SHORT EXERCISE: Quote all of the records below word for word.

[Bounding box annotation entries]
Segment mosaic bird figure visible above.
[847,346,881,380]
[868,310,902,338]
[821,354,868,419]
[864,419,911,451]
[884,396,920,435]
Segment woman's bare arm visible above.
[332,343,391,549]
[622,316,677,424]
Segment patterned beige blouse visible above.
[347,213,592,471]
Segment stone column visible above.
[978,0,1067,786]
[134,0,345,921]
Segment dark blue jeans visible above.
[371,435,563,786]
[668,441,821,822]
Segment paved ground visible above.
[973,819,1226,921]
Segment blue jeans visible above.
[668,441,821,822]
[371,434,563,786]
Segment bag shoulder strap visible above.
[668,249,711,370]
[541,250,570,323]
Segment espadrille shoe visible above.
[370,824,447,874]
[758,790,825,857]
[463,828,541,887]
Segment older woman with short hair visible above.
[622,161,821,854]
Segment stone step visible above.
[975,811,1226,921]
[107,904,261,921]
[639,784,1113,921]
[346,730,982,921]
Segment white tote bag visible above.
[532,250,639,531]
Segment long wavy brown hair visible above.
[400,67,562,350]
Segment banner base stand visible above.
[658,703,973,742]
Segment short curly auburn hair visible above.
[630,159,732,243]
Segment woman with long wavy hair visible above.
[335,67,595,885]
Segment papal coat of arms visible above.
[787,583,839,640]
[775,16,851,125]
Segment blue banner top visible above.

EXERCISE OUTPUT:
Segment mosaic bird figure visible above.
[847,346,881,380]
[868,310,902,338]
[821,354,868,419]
[864,419,911,451]
[884,396,920,435]
Segment woman's bare arm visible above.
[332,343,391,549]
[622,316,677,424]
Segment patterned beige blouse visible above.
[347,213,592,471]
Segment stone column visible above.
[978,0,1067,786]
[134,0,345,921]
Segment dark blue jeans visible above.
[371,435,563,786]
[668,441,821,822]
Segment paved ground visible above.
[973,819,1226,921]
Segment blue jeans visible above.
[668,441,821,822]
[371,434,563,786]
Segment bag shoulder strap visible above.
[668,249,711,370]
[541,250,570,323]
Segment espadrille shoe visible above.
[370,824,447,874]
[758,790,825,857]
[463,828,541,887]
Segment older woman with short hair visible above.
[622,161,821,854]
Segment stone step visible above.
[975,811,1226,921]
[107,904,261,921]
[639,784,1113,921]
[346,730,982,921]
Segment white tote bag visible above.
[532,250,639,531]
Segment long wavy brown hair visible above.
[400,67,562,350]
Segment banner base stand visible above.
[658,703,973,742]
Segment short curly auburn hair visible above.
[630,159,732,243]
Segment woman with long wavy hair visible above.
[335,67,595,885]
Segment papal coat of arms visible above.
[787,583,839,640]
[775,16,851,125]
Segment blue banner top visible above.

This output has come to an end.